***** Textauszug
Aus der Bindungstheorie von John Bowlby wissen wir, dass jeder Mensch nach einer emotionalen Bindung strebt. Er stellte fest, dass unser Bedürfnis danach, unser Leben mit einem anderen Menschen zu teilen, bereits in unseren Genen verankert ist. So sei der lebenslange Wunsch nach engen emotionalen Bindungen etwas ganz Natürliches. Es könnte also – theoretisch – alles ganz einfach sein. Wären da nicht die unterschiedlichen Bindungstypen: der sichere, der ängstliche und der vermeidende Beziehungstyp. Ohne hier weiter auf diese Typen eingehen zu können, liegt die Vermutung nahe, dass sich auf diversen Datingplattformen häufig Exemplare der letztgenannten Art tummeln. Um sich selbst und dem potenziellen Partner viel Zeit und eventuell Kummer zu ersparen, sollten wir vielleicht neben Alter und der Entfernung noch die Information hinzufügen, mit welchem Bindungstyp wir es hier zu tun haben. Nur um ganz sicher zu sein.
**********
◆ Arbeitsaufträge:
[1] Von wem stammt die Bindungstheorie, auf die sich der Textauszug beruft?
[2] Zähle alle Bindungstypen auf, die der Textauszug nennt.
***** Auszüge aus Datensätzen
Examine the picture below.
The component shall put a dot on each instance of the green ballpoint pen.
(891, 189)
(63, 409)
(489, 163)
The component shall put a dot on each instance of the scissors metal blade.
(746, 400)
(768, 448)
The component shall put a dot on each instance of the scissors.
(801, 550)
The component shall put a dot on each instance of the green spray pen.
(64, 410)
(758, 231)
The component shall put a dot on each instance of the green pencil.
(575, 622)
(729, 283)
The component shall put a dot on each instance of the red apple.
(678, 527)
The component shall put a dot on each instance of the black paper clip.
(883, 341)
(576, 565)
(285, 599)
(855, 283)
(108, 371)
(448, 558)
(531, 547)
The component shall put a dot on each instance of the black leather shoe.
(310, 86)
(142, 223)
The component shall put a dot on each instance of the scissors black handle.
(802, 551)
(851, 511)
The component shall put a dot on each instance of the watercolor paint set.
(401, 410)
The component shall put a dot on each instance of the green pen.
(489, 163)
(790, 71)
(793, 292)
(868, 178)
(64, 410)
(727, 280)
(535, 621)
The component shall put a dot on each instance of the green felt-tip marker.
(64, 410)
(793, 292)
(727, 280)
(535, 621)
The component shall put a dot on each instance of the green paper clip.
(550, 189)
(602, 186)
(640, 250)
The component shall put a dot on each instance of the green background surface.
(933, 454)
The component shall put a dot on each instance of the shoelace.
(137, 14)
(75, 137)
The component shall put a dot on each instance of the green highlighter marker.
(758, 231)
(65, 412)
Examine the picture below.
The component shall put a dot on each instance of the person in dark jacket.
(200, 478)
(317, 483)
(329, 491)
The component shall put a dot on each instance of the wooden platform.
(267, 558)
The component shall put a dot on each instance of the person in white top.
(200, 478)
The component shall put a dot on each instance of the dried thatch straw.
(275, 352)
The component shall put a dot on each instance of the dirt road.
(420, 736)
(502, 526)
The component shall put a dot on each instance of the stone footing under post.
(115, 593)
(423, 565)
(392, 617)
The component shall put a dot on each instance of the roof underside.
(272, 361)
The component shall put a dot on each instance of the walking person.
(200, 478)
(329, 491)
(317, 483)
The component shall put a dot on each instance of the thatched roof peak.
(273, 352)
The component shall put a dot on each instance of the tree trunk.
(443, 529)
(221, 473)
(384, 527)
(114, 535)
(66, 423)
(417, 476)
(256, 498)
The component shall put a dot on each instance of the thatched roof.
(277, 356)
**********
◆ Lösungen:
[1] Von John Bowlby.

[2] der sichere, der ängstliche und der vermeidende Beziehungstyp